Natural language region descriptions

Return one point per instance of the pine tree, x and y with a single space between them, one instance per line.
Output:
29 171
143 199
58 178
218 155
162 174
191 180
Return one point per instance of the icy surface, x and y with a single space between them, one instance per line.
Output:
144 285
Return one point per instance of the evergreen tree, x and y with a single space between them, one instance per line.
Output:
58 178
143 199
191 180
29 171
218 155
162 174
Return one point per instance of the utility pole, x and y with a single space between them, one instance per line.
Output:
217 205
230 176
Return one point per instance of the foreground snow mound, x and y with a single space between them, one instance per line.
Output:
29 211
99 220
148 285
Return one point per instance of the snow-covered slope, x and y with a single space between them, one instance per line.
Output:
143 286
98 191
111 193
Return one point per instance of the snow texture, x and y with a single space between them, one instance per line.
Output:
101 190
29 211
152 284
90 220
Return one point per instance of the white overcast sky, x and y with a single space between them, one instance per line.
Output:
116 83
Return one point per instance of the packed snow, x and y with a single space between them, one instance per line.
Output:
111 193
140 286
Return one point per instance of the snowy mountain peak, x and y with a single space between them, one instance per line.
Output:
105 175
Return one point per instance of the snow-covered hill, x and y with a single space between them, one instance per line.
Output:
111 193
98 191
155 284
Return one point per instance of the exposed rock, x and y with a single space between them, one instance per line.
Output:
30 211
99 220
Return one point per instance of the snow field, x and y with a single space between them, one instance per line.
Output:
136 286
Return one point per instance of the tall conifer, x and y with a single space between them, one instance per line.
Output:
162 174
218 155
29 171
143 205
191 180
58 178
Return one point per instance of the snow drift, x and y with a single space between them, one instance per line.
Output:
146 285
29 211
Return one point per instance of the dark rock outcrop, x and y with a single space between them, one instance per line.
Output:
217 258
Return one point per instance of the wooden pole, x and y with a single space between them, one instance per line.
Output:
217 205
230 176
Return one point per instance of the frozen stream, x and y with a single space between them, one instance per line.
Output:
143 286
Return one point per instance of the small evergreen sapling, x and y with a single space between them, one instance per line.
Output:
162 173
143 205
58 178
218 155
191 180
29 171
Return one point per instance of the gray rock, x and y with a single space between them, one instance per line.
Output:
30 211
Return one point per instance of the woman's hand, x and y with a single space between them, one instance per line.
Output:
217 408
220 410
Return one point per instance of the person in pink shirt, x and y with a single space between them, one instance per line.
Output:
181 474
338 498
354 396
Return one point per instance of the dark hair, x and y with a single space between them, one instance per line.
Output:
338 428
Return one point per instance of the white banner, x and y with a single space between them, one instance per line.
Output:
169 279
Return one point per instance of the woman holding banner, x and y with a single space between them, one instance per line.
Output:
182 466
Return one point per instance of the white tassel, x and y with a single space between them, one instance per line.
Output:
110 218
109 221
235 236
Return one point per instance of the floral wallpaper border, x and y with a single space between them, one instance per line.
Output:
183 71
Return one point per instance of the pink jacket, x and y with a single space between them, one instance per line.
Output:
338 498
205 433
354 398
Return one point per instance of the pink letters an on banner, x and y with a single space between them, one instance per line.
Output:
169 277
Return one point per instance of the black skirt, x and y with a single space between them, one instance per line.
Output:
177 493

| TASK OBJECTIVE |
From the entries above, copy each line holding "tree".

| REPLY |
Return one point per instance of the pine tree, x and y with a single space between them, one instance per line.
Return one point per instance of the evergreen tree, x and y with a single space between them, one instance per line.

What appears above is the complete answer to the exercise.